AIM
Transcribe all of the data exactly. Omit the pictures.

***** EXTRACTED ENTRIES *****

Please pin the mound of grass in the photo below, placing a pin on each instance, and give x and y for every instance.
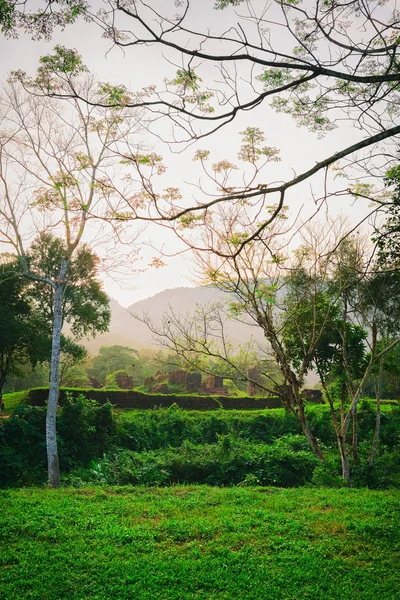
(188, 543)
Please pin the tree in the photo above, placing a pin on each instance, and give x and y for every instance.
(55, 165)
(361, 330)
(387, 234)
(200, 342)
(322, 63)
(21, 337)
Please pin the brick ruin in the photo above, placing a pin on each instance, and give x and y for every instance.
(189, 382)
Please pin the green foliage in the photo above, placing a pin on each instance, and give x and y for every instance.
(388, 234)
(111, 359)
(85, 432)
(12, 401)
(86, 307)
(169, 446)
(229, 461)
(23, 338)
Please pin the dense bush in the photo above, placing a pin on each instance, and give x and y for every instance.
(85, 432)
(230, 461)
(171, 445)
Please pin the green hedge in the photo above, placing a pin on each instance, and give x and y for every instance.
(134, 399)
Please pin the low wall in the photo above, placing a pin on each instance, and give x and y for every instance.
(133, 399)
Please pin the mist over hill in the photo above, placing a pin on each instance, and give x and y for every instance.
(126, 330)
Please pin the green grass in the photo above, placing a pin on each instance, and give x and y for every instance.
(11, 401)
(187, 543)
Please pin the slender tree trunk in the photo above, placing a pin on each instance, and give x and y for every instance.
(378, 389)
(344, 457)
(301, 417)
(354, 443)
(51, 416)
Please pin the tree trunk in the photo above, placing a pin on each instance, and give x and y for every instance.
(354, 444)
(310, 437)
(344, 457)
(51, 432)
(378, 388)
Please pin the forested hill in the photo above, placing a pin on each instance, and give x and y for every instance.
(125, 330)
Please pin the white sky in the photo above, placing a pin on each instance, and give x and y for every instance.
(143, 66)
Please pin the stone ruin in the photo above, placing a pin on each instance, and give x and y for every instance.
(190, 382)
(123, 381)
(252, 388)
(313, 396)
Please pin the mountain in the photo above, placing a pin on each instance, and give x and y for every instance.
(125, 330)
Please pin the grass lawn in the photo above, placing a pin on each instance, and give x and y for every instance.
(186, 543)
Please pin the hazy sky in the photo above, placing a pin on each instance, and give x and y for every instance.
(144, 66)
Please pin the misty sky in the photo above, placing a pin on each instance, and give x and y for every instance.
(144, 66)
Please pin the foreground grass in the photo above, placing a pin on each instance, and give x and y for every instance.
(199, 542)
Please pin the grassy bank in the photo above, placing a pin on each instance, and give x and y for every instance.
(199, 542)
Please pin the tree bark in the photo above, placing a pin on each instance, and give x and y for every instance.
(354, 444)
(344, 457)
(378, 388)
(51, 416)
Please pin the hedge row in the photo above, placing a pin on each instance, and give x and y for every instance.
(140, 400)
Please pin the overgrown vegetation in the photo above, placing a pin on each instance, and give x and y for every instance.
(173, 446)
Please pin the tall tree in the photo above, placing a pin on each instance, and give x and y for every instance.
(323, 63)
(56, 162)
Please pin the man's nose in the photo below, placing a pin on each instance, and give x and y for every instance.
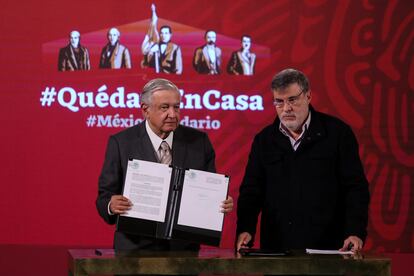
(287, 107)
(171, 112)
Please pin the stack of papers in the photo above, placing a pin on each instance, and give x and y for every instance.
(328, 252)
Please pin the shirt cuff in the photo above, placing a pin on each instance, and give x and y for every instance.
(109, 210)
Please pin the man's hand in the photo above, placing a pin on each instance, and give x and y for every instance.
(227, 205)
(242, 240)
(352, 243)
(119, 204)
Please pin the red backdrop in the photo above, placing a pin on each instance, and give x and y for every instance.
(358, 56)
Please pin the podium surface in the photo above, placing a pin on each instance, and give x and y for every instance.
(219, 261)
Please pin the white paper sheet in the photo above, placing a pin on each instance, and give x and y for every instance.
(147, 186)
(201, 198)
(328, 252)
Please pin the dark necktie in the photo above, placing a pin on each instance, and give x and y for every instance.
(165, 153)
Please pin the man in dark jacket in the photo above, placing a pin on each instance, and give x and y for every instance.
(305, 177)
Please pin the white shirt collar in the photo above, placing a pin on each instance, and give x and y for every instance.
(295, 143)
(156, 140)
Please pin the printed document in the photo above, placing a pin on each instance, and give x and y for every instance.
(147, 186)
(201, 198)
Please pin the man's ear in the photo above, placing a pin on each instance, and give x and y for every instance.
(309, 95)
(144, 108)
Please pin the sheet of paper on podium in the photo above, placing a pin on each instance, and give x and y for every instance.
(173, 203)
(328, 252)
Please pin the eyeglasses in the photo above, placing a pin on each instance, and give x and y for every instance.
(291, 101)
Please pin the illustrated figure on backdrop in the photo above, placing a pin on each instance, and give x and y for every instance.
(242, 61)
(207, 58)
(158, 50)
(159, 138)
(74, 56)
(304, 175)
(114, 55)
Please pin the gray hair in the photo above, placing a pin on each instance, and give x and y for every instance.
(155, 85)
(290, 76)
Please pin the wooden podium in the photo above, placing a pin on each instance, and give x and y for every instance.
(219, 261)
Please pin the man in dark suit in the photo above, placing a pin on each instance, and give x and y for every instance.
(190, 148)
(305, 176)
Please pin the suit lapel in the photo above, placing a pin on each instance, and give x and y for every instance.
(145, 150)
(179, 148)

*****

OUTPUT FOR THIS TASK
Please pin the mound of grass in the photo below, placing a pin on each instance, and give x and y for every instance.
(188, 543)
Please pin the tree in the photo above, placing a pin on each instance, and give x and y for every instance.
(55, 165)
(361, 330)
(387, 234)
(200, 342)
(322, 63)
(21, 337)
Please pin the brick ruin in the photo above, placing a pin on each instance, and give x and y for every instance.
(189, 382)
Please pin the green foliage in the photo above, placing a pin on each instance, and give x and y for every instance.
(388, 234)
(111, 359)
(85, 432)
(12, 401)
(86, 307)
(169, 446)
(229, 461)
(23, 338)
Please pin the dense bush in the photo above, placing a pin on each instance, and give x and y for every instance.
(85, 432)
(230, 461)
(171, 445)
Please pin the green hedge in the photo above, placing a pin on each instance, and give x and y for every instance.
(134, 399)
Please pin the low wall in the photo above, placing a pin on each instance, and give x and y for every instance.
(133, 399)
Please pin the mist over hill in the photo above, placing a pin on each instance, and give x and y for every instance.
(126, 330)
Please pin the green grass in the photo above, placing a pin on each instance, and give x and y for every instance.
(11, 401)
(187, 543)
Please pin the slender tree trunk in the photo above, placing a pin on each instance, and give x and y for every instance.
(378, 389)
(344, 457)
(301, 417)
(354, 443)
(51, 416)
Please pin the tree trunk in the photo above, placing a pin on each instance, and give x and y for every instance.
(354, 444)
(310, 437)
(344, 457)
(51, 432)
(378, 388)
Please pin the forested hill in the photo above, placing a pin on each instance, and give x and y for every instance.
(125, 330)
Please pin the white sky in the photo above, placing a pin on each instance, and give x and y for every instance.
(143, 66)
Please pin the stone ruin in the photo above, placing a pin on each instance, and give x and y for every instance.
(190, 382)
(123, 381)
(252, 388)
(313, 396)
Please pin the mountain in the photo above, placing a pin on each instance, and give x and y for every instance.
(125, 330)
Please pin the grass lawn in the photo above, placing a pin on each instance, and give x and y for every instance.
(186, 543)
Please pin the hazy sky in the photo above, placing a pin on each instance, and give x and y for every instance.
(144, 66)
Please pin the misty sky in the photo above, placing a pin on each instance, and give x and y for every instance.
(144, 66)
Please pin the foreground grass in the photo above, placing a pin on each instance, and give x and y for every instance.
(199, 542)
Please pin the grassy bank in the photo above, placing a pin on each instance, and give x and y for every instance.
(199, 542)
Please pin the tree bark in the photo above, placing a pin on each instance, and give x and y for every instance.
(354, 444)
(344, 457)
(378, 388)
(51, 416)
Please pin the hedge row in the photo above, placing a pin on each instance, and give x and y for every instance.
(140, 400)
Please pin the overgrown vegetation in the photo above, placing a pin on each instance, and give x and y for every instance.
(173, 446)
Please pin the tall tree in the photo above, placing a pin on each instance, and give x and y for every instance.
(323, 63)
(56, 162)
Please pin the man's nose in the photo below, placing a pin on each instance, and give x and y for every instance.
(287, 107)
(171, 112)
Please pin the stack of papers in the photo above, placing a pin on each instance, and give x and y for every instance.
(328, 252)
Please pin the shirt cuff in the photo above, placing a pin on each instance, and give x and y for every instance.
(109, 210)
Please pin the man's hand in the photo above, placing a pin on each instance, and give x and y for every instance.
(227, 205)
(242, 240)
(352, 243)
(119, 204)
Please pin the red backdrop in the photo above, placing a pin on each instance, and give x and y for every instance.
(358, 56)
Please pin the podium surface in the photo above, placing a pin on each instance, and give x and y for every instance.
(219, 261)
Please pin the white paper sheet in the photo above, placing a pin on each instance, and give x and y for every instance.
(147, 186)
(201, 198)
(328, 252)
Please pin the dark necktie in the photo above, placing a pin on each instance, and give x and y for every instance.
(165, 153)
Please pin the man in dark jacket in the photo above, placing a pin on each instance, and give x and y for every instance.
(305, 177)
Please pin the white shirt collar in the photo above, placing a pin on each instance, and give x and y for every instance.
(295, 143)
(156, 140)
Please pin the printed document in the photo above, placing a pin on each instance, and give x and y for every instance.
(147, 186)
(201, 198)
Please pin the man's ear in the photo above, placing a pin on each instance, and give x and y for every instance.
(309, 95)
(144, 108)
Please pin the sheet of paper on podium in the photo above, placing a pin on each instance, and give x and y for every instance.
(173, 203)
(328, 252)
Please pin the eyeglasses in the photo above, placing a pin on each instance, and give x and y for every instance.
(291, 101)
Please pin the illustrated figure on backdrop in the photo above, placing a pin on each instance, and give x and y for every instance.
(242, 61)
(207, 58)
(158, 50)
(159, 138)
(74, 56)
(304, 175)
(114, 55)
Please pin the gray hair in the photo above, placing a pin on each instance, and give x and y for every instance.
(155, 85)
(290, 76)
Please pin the wooden podium in the photo above, placing a pin on each instance, and give x and y for every instance.
(219, 261)
Please pin the man in dark suit in the photo above, placing a pin on each instance, and give x and y for every instance.
(190, 148)
(305, 176)
Please pin the suit lapel in the photo above, placing a pin on each instance, and give x and y for every instance.
(145, 150)
(179, 148)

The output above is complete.